■ Written tasks
**A)** According to the passage on women in politics, which figure from old legend has woman played the part of for too many centuries?
**B)** Continue the passage on women in politics from where it stops.

■ Extracted text
** START **

And, after all, will it be the worse for these women, or for the society in which they live, if they do interest themselves in politics?  Might not (as Mr. Boyd Kinnear urges in an article as sober and rational as it is earnest and chivalrous) their purity and earnestness help to make what is now called politics somewhat more pure, somewhat more earnest?  Might not the presence of the voting power of a few virtuous, experienced, well-educated women, keep candidates, for very shame, from saying and doing things from which they do not shrink, before a crowd of men who are, on the average, neither virtuous, experienced, or well-educated, by wholesome dread of that most terrible of all earthly punishments—at least in the eyes of a manly man—the fine scorn of a noble woman?  Might not the intervention of a few women who are living according to the eternal laws of God, help to infuse some slightly stronger tincture of those eternal laws into our legislators and their legislation?  What women have done for the social reforms of the last forty years is known, or ought to be known, to all. 

Might not they have done far more, and might not they do far more hereafter, if they, who generally know far more than men do of human suffering, and of the consequences of human folly, were able to ask for further social reforms, not merely as a boon to be begged from the physically stronger sex, but as their will, which they, as citizens, have a right to see fulfilled, if just and possible?  Woman has played for too many centuries the part which Lady Godiva plays in the old legend.  It is time that she should not be content with mitigating by her entreaties or her charities the cruelty and greed of men, but exercise her right, as a member of the State, and (as I believe) a member of Christ and a child of God, to forbid them.

** END **

■ Given information

** START **

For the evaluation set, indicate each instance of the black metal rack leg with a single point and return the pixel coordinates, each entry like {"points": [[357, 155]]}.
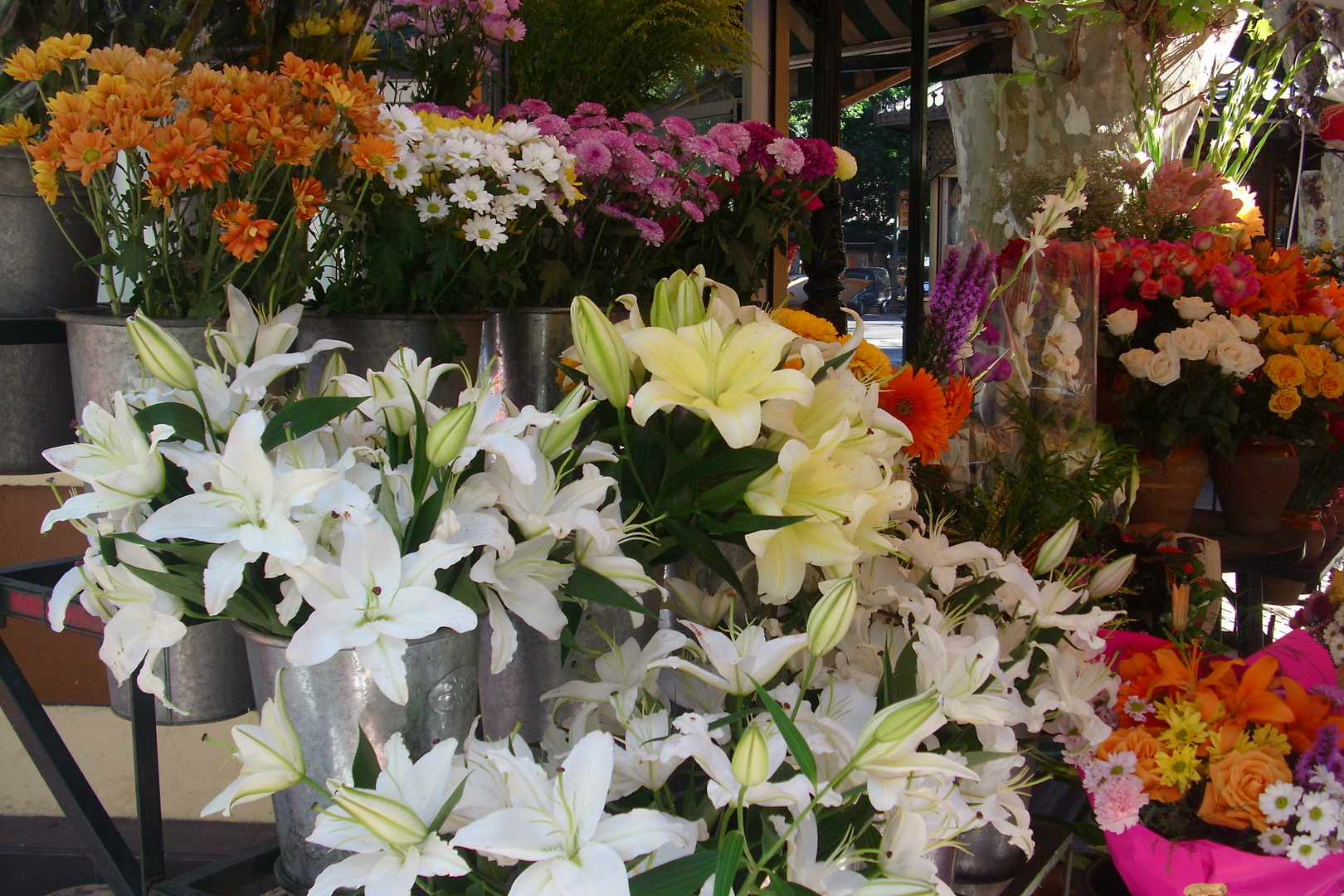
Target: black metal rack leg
{"points": [[67, 783]]}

** END **

■ Task-by-task answers
**A)** Lady Godiva.

**B)**
As for any specific difference between the intellect of women and that of men, which should preclude the former meddling in politics, I must confess that the subtle distinctions drawn, even by those who uphold the intellectual equality of women, have almost, if not altogether, escaped me.  The only important difference, I think, is, that men are generally duller and more conceited than women.  The dulness is natural enough, on the broad ground that the males of all animals (being more sensual and selfish) are duller than the females.  The conceit is easily accounted for.  The English boy is told from childhood, as the negro boy is, that men are superior to women.  The negro boy shows his assent to the proposition by beating his mother, the English one by talking down his sisters.  That is all.

But if there be no specific intellectual difference (as there is actually none), is there any practical and moral difference?  I use the two epithets as synonymous;

for practical power may exist without acuteness of intellect: but it cannot exist without sobriety, patience, and courage, and sundry other virtues, which are ‘moral’ in every sense of that word.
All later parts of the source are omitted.